*Task set:*
- 1) List the recording studios named in the Earth A.D./Wolfs Blood text below.
- 2) In the Earth A.D./Wolfs Blood text below, how long after his last concert with the band did Glenn Danzig issue the vinyl record?

*Source excerpt:*
============================================================

Studio album by Misfits
- Released: December 1983
- Recorded: October 1982, June–July 1983
- Studios: Unicorn Studio, Mix-O-Lydian, Fox Studio
- Genres: Hardcore punk; horror punk;
- Length: 14:36
- Label: Plan 9
- Producer: The Misfits And Spot

Misfits chronology
| Evilive (1982) | Earth A.D./Wolfs Blood (1983) | Legacy of Brutality (1985) |

Singles from Earth A.D./Wolfs Blood
- "Die, Die My Darling" Released: May 1984;

= Earth A.D./Wolfs Blood =

Earth A.D./Wolfs Blood is the second studio album to be released by American punk rock band Misfits. It is the last album the group recorded with founding member Glenn Danzig on vocals, who issued the vinyl record on his Plan 9 label in December 1983, two months after he played his last concert with the band. Though the original album runs under 15 minutes in length, it is listed as an LP.

The original nine-song album was later issued with the three tracks from the band's 1984 single incorporated into the track listing: "Die, Die My Darling", "Mommy, Can I Go Out and Kill Tonight?" and "We Bite".

============================================================

*Dataset rows:*
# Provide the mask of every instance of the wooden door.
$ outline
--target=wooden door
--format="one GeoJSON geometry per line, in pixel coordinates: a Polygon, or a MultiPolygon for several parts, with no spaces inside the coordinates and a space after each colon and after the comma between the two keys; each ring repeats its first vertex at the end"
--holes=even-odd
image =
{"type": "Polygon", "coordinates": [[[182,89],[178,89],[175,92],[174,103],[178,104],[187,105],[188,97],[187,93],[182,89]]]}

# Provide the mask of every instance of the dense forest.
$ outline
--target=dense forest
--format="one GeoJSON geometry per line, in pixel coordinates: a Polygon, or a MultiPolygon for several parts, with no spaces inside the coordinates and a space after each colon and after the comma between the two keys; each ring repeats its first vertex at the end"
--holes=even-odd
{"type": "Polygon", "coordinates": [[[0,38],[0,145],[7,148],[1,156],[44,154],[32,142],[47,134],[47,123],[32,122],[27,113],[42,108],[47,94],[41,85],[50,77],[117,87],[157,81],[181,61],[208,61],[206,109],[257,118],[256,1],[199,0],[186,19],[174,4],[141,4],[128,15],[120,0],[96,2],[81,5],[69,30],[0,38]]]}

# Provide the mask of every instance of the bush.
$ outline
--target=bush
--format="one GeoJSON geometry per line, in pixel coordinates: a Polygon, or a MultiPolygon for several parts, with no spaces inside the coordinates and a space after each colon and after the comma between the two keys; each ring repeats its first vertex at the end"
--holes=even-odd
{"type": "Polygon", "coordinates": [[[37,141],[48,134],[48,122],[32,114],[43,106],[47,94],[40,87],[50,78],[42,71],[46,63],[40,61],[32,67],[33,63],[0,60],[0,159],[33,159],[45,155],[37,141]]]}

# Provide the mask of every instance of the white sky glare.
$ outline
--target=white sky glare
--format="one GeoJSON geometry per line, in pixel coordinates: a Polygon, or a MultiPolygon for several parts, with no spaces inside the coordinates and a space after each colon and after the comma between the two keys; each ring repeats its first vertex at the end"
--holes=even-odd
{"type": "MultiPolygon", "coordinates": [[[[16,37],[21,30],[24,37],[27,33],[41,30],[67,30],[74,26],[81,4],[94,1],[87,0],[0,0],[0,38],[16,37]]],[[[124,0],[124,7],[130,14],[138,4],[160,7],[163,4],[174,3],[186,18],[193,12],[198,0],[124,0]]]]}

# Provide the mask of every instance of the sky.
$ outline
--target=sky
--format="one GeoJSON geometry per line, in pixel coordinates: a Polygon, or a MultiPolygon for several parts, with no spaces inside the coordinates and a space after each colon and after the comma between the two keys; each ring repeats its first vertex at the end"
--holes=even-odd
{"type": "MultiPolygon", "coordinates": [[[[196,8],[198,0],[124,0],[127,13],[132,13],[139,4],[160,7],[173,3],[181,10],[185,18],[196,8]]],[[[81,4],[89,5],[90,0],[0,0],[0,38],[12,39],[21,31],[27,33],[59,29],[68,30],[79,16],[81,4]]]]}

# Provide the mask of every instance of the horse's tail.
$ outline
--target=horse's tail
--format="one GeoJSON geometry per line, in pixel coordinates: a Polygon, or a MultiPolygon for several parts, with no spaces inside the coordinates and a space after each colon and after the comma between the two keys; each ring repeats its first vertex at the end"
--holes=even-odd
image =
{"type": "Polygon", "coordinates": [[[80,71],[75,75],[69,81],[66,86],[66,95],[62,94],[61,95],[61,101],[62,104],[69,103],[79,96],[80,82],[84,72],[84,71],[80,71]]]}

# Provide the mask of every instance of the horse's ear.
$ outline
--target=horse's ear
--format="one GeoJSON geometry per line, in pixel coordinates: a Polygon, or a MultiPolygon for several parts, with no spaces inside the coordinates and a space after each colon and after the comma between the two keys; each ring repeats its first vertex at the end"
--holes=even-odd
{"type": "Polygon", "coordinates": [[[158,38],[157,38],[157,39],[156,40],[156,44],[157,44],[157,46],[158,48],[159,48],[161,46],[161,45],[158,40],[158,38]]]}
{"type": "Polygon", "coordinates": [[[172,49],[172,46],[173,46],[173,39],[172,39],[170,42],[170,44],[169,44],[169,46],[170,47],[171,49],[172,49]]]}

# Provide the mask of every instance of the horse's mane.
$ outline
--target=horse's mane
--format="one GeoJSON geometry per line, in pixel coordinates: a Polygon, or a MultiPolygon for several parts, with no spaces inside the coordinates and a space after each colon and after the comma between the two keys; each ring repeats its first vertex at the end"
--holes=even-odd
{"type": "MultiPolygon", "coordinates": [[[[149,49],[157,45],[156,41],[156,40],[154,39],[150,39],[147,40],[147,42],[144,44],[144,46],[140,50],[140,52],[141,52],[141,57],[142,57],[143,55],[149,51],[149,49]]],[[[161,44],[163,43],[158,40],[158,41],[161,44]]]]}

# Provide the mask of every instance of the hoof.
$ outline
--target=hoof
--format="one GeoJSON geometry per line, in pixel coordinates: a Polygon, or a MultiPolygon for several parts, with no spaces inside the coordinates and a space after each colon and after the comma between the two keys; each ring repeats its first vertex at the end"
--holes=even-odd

============================================================

*In response:*
- 1) Unicorn Studio, Mix-O-Lydian, Fox Studio

- 2) Two months.